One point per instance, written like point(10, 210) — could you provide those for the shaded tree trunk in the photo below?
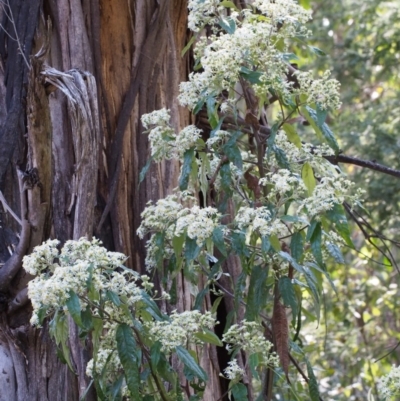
point(75, 79)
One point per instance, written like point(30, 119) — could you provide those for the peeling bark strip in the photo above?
point(14, 263)
point(151, 51)
point(80, 90)
point(16, 72)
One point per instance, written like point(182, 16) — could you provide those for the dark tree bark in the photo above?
point(75, 78)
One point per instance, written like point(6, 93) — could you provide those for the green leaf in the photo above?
point(83, 396)
point(317, 51)
point(216, 304)
point(113, 297)
point(288, 258)
point(271, 139)
point(265, 244)
point(87, 321)
point(288, 294)
point(209, 337)
point(228, 4)
point(115, 389)
point(307, 175)
point(313, 288)
point(252, 76)
point(74, 308)
point(232, 152)
point(337, 216)
point(316, 241)
point(321, 115)
point(200, 298)
point(188, 46)
point(312, 383)
point(257, 292)
point(292, 135)
point(212, 114)
point(254, 361)
point(177, 244)
point(239, 392)
point(59, 329)
point(145, 169)
point(228, 25)
point(152, 307)
point(186, 168)
point(155, 353)
point(311, 229)
point(190, 363)
point(321, 129)
point(238, 241)
point(218, 239)
point(192, 250)
point(127, 352)
point(281, 157)
point(297, 246)
point(276, 244)
point(199, 105)
point(335, 252)
point(226, 178)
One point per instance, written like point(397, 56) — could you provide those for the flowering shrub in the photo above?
point(268, 199)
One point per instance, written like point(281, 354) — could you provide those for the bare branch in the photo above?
point(8, 208)
point(372, 165)
point(14, 263)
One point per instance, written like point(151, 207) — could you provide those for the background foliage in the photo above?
point(361, 40)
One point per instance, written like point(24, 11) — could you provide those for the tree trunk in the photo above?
point(76, 76)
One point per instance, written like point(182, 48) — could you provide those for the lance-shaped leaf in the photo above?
point(281, 334)
point(127, 352)
point(337, 216)
point(239, 392)
point(288, 293)
point(257, 293)
point(312, 383)
point(307, 175)
point(186, 168)
point(190, 363)
point(74, 307)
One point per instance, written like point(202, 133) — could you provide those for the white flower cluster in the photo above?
point(218, 138)
point(284, 181)
point(283, 11)
point(249, 337)
point(198, 223)
point(164, 142)
point(389, 385)
point(71, 269)
point(233, 371)
point(159, 217)
point(180, 329)
point(222, 61)
point(169, 216)
point(324, 91)
point(328, 192)
point(251, 44)
point(42, 257)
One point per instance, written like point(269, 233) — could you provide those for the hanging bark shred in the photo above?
point(80, 90)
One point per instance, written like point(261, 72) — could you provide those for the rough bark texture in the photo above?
point(69, 118)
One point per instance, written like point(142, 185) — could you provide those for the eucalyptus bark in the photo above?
point(70, 107)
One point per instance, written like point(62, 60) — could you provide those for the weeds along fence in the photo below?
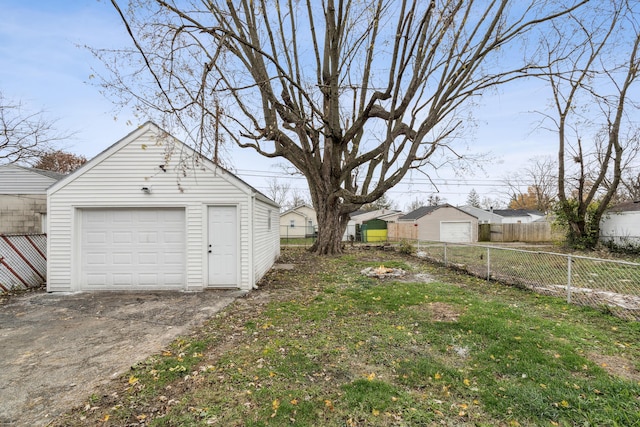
point(611, 285)
point(23, 261)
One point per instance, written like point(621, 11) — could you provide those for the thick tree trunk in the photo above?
point(331, 226)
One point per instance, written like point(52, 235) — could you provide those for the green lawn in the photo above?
point(323, 345)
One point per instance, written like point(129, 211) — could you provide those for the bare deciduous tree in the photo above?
point(353, 94)
point(24, 135)
point(59, 161)
point(278, 191)
point(597, 65)
point(536, 183)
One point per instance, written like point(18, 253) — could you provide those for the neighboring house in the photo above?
point(358, 218)
point(484, 216)
point(444, 223)
point(298, 222)
point(149, 213)
point(518, 216)
point(23, 199)
point(621, 224)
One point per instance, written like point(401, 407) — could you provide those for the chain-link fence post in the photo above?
point(446, 264)
point(488, 263)
point(569, 262)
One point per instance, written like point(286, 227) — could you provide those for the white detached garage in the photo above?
point(150, 213)
point(443, 223)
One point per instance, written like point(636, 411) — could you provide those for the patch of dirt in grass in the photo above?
point(443, 312)
point(617, 366)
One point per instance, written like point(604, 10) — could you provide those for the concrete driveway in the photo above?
point(55, 349)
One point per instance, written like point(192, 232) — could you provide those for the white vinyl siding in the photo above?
point(18, 180)
point(115, 180)
point(266, 242)
point(455, 231)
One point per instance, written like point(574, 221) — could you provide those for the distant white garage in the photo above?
point(456, 231)
point(149, 213)
point(443, 223)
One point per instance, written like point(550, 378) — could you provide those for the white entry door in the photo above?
point(222, 246)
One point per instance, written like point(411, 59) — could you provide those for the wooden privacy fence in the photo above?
point(401, 231)
point(532, 232)
point(23, 261)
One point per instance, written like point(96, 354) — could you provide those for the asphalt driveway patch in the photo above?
point(55, 349)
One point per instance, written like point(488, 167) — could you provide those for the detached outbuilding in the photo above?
point(149, 213)
point(23, 199)
point(444, 223)
point(620, 225)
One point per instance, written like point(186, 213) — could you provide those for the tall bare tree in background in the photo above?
point(353, 94)
point(535, 186)
point(25, 135)
point(593, 61)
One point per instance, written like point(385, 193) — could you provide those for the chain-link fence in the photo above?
point(291, 235)
point(611, 285)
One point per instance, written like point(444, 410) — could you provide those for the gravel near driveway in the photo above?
point(56, 349)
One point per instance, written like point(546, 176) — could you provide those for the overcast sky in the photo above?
point(44, 65)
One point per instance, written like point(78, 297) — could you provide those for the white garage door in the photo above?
point(132, 248)
point(455, 231)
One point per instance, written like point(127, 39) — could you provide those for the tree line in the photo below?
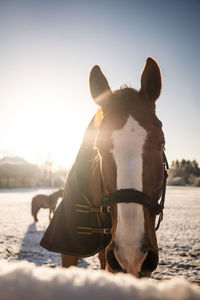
point(18, 173)
point(184, 172)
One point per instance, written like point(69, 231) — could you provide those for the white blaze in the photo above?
point(128, 145)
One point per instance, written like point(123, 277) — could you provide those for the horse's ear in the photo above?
point(151, 80)
point(99, 86)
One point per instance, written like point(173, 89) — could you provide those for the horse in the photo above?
point(45, 201)
point(116, 186)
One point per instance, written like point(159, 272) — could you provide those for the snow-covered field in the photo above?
point(178, 236)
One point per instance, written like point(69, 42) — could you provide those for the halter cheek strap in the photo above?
point(134, 196)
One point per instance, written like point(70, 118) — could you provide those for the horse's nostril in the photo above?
point(112, 261)
point(144, 250)
point(150, 263)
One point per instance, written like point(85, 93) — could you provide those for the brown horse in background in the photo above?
point(45, 201)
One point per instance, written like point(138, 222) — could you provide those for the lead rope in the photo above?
point(162, 202)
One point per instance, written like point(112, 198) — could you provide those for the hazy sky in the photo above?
point(47, 49)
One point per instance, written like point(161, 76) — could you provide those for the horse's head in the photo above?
point(130, 144)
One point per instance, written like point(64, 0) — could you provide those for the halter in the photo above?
point(134, 196)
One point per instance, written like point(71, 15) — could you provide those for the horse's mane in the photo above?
point(85, 163)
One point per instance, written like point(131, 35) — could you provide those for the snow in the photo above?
point(179, 251)
point(25, 281)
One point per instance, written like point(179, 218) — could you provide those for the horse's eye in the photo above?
point(161, 146)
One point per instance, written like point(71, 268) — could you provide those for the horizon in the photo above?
point(49, 47)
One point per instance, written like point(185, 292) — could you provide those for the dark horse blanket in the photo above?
point(77, 225)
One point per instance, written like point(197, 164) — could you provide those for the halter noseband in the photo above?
point(134, 196)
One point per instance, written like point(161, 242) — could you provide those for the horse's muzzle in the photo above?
point(148, 266)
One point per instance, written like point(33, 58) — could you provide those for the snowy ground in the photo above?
point(178, 236)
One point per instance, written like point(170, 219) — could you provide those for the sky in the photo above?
point(47, 49)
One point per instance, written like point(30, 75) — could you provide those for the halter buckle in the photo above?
point(107, 230)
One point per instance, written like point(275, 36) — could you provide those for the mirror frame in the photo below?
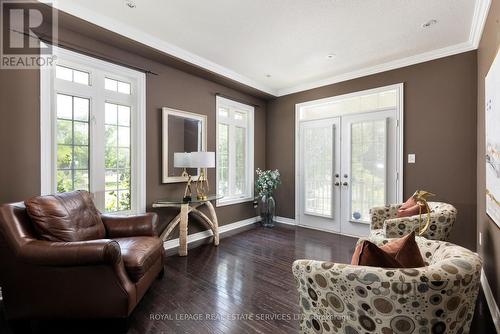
point(165, 163)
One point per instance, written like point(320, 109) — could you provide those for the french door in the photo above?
point(348, 164)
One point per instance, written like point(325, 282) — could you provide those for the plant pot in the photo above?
point(267, 208)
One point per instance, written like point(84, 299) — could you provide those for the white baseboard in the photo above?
point(285, 220)
point(492, 305)
point(173, 243)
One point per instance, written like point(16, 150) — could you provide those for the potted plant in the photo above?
point(267, 182)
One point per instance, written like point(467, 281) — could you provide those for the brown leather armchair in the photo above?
point(60, 258)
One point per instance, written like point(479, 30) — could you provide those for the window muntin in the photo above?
point(234, 151)
point(82, 110)
point(72, 75)
point(72, 127)
point(117, 157)
point(117, 86)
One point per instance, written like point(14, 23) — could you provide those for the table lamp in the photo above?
point(183, 160)
point(202, 160)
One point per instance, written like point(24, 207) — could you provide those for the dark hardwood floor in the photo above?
point(218, 289)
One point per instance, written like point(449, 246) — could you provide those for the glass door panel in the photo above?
point(318, 173)
point(369, 175)
point(319, 201)
point(368, 167)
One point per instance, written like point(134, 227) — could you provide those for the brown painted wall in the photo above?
point(440, 118)
point(19, 117)
point(490, 248)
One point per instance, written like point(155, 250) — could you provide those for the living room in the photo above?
point(250, 167)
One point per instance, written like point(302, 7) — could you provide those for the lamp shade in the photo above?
point(203, 159)
point(182, 160)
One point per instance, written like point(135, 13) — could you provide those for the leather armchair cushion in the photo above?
point(139, 254)
point(66, 217)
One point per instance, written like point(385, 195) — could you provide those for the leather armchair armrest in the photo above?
point(80, 253)
point(130, 226)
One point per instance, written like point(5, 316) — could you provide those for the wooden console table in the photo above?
point(183, 219)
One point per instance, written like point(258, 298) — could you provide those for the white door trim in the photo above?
point(400, 140)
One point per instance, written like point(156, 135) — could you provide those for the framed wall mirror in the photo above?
point(182, 132)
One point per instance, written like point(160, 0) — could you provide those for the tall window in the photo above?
point(235, 135)
point(92, 121)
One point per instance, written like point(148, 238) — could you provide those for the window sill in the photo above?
point(231, 201)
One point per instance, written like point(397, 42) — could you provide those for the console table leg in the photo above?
point(183, 230)
point(215, 222)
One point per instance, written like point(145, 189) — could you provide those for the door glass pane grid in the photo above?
point(117, 157)
point(240, 142)
point(223, 160)
point(351, 105)
point(318, 170)
point(368, 167)
point(69, 74)
point(72, 128)
point(117, 86)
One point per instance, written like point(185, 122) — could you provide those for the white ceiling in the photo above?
point(247, 40)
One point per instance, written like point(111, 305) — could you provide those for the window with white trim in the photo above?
point(92, 131)
point(235, 138)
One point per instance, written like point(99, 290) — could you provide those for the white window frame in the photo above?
==================================================
Write out the listing above from its first line through the line containing "point(75, 78)", including both ends, without the pictures.

One point per instance, written like point(10, 210) — could you provide those for the shaded tree trunk in the photo below?
point(75, 79)
One point per instance, written like point(30, 119) — could you provide those for the peeling bark strip in the photo above?
point(14, 263)
point(151, 51)
point(80, 90)
point(16, 72)
One point per instance, written like point(182, 16) — could you provide those for the dark tree bark in the photo above?
point(75, 78)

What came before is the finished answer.